== Given text ==
══════

In terms of activity, this past week has been no different than any other in the realm of cryptocurrency. With recent SEC and CFTC statements on cryptocurrency, Ripple’s multi-million dollar research fund, and EOS mainnet launch all taking place this week, the beginning of June has certainly been eventful. However, this has not translated into fluctuations in market valuations, as Bitcoin and altcoins as a whole have seen surprisingly little volatility.
In a market defined by massive price volatility, these past few days have been somewhat out of character. Out of the top one cryptocurrencies on Coinmarketcap, only one has seen a price movement, green or red, of double digits within the past 24 hours (Bibox Token (BIX) +12%). With the exception of a short stint on Monday, Bitcoin has stayed between US$7,500 and $7,700, where it has primarily moved sideways with scared Bart and inverted Bart movements. This represents a range of just 2.5% between floor and ceiling. As days continue, the price of BTC seems to further solidify itself around the US$7,600 mark.
Beyond Bitcoin, the global altcoin market has seen similarly sideways movements in the past week. Excluding Bitcoin, global altcoin market cap has primarily sat between US$210 and $215 billion. Currently just above $210 billion, this is slightly below where it entered the week at $212 billion. Regardless, the range between $210 and $215 billion represents just a 2.3% variance, even thinner than what has been seen by Bitcoin.
Typically, extended sideways movement is followed by an inevitable explosion- either upwards or downwards. Increasingly positive sentiments regarding cryptocurrency among individuals and governments worldwide suggest that recent stagnation will surely precede a massive bull run. However, the drop in volume, about 30% among all cryptocurrency markets, is alarming and an indication that the road ahead may be shakier than what is currently anticipated.

══════

== Objective a ==
Return the cryptocurrency market article above word for word.

== Records for this task ==
══════

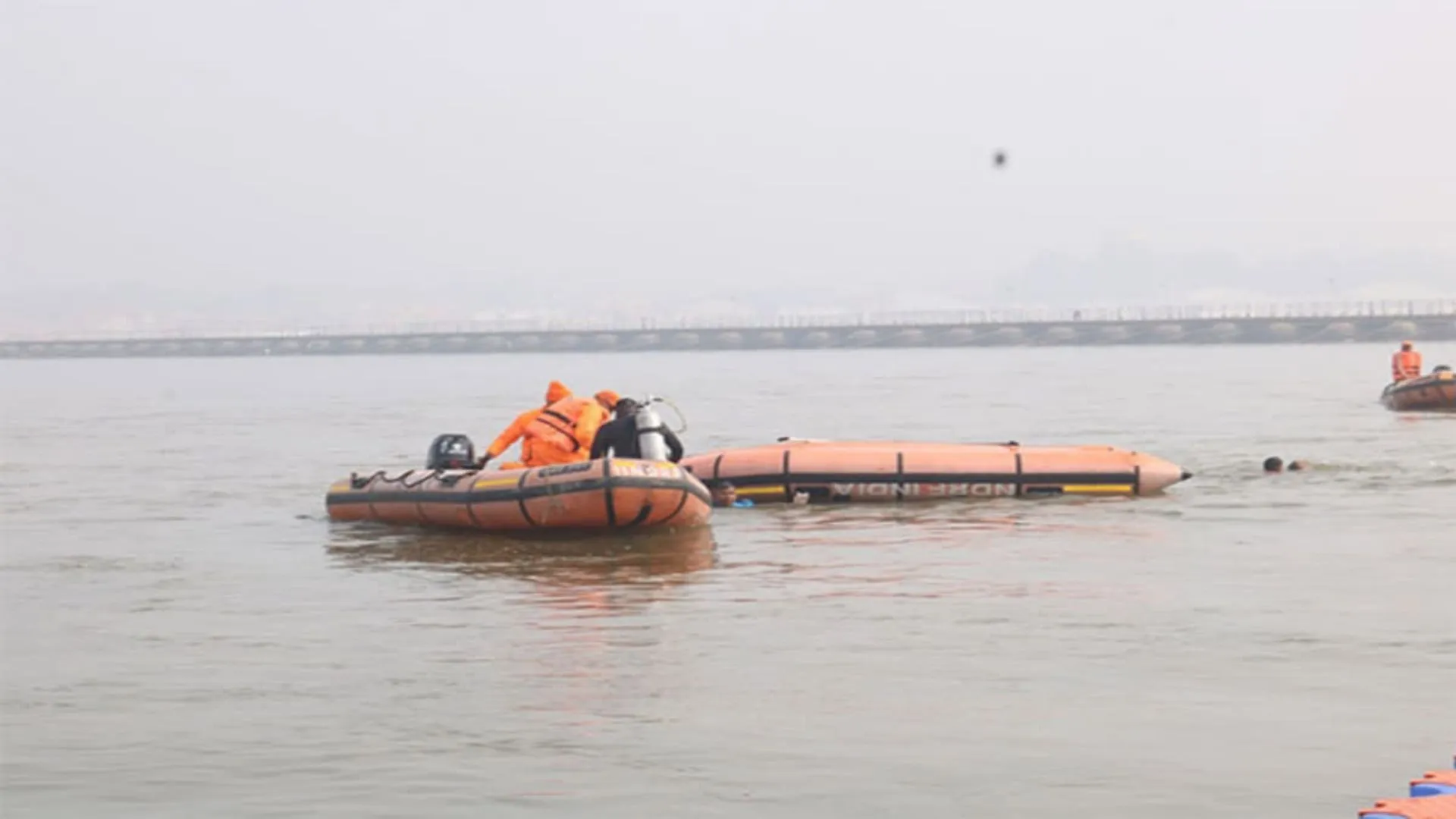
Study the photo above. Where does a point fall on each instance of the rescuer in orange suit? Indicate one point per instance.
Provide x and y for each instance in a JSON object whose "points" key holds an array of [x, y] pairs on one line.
{"points": [[563, 433], [554, 392], [1407, 363]]}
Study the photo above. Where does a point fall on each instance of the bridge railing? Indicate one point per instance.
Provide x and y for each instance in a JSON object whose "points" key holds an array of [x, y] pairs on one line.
{"points": [[1332, 311]]}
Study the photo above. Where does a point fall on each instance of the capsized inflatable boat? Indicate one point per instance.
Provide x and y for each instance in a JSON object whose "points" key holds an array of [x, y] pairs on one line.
{"points": [[829, 471], [1433, 392], [604, 496]]}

══════

== Objective b ==
Rewrite the three rows above, the ones that follow the cryptocurrency market article, as a two-column CSV with the headers request and answer. Give one line per row, with its request text and its answer each in a single quoted field, line breaks replaced by spaces, and the pictures left out.

== Problem solution a ==
In terms of activity, this past week has been no different than any other in the realm of cryptocurrency. With recent SEC and CFTC statements on cryptocurrency, Ripple’s multi-million dollar research fund, and EOS mainnet launch all taking place this week, the beginning of June has certainly been eventful. However, this has not translated into fluctuations in market valuations, as Bitcoin and altcoins as a whole have seen surprisingly little volatility.
In a market defined by massive price volatility, these past few days have been somewhat out of character. Out of the top one cryptocurrencies on Coinmarketcap, only one has seen a price movement, green or red, of double digits within the past 24 hours (Bibox Token (BIX) +12%). With the exception of a short stint on Monday, Bitcoin has stayed between US$7,500 and $7,700, where it has primarily moved sideways with scared Bart and inverted Bart movements. This represents a range of just 2.5% between floor and ceiling. As days continue, the price of BTC seems to further solidify itself around the US$7,600 mark.
Beyond Bitcoin, the global altcoin market has seen similarly sideways movements in the past week. Excluding Bitcoin, global altcoin market cap has primarily sat between US$210 and $215 billion. Currently just above $210 billion, this is slightly below where it entered the week at $212 billion. Regardless, the range between $210 and $215 billion represents just a 2.3% variance, even thinner than what has been seen by Bitcoin.
Typically, extended sideways movement is followed by an inevitable explosion- either upwards or downwards. Increasingly positive sentiments regarding cryptocurrency among individuals and governments worldwide suggest that recent stagnation will surely precede a massive bull run. However, the drop in volume, about 30% among all cryptocurrency markets, is alarming and an indication that the road ahead may be shakier than what is currently anticipated.

== Problem solution b ==
request,answer
"Study the photo above. Where does a point fall on each instance of the rescuer in orange suit? Indicate one point per instance. Provide x and y for each instance in a JSON object whose ""points"" key holds an array of [x, y] pairs on one line.","{""points"": [[563, 433], [554, 392], [1407, 363]]}"
"Study the photo above. Where does a point fall on each instance of the bridge railing? Indicate one point per instance. Provide x and y for each instance in a JSON object whose ""points"" key holds an array of [x, y] pairs on one line.","{""points"": [[1332, 311]]}"
"Study the photo above. Where does a point fall on each instance of the capsized inflatable boat? Indicate one point per instance. Provide x and y for each instance in a JSON object whose ""points"" key holds an array of [x, y] pairs on one line.","{""points"": [[829, 471], [1433, 392], [604, 496]]}"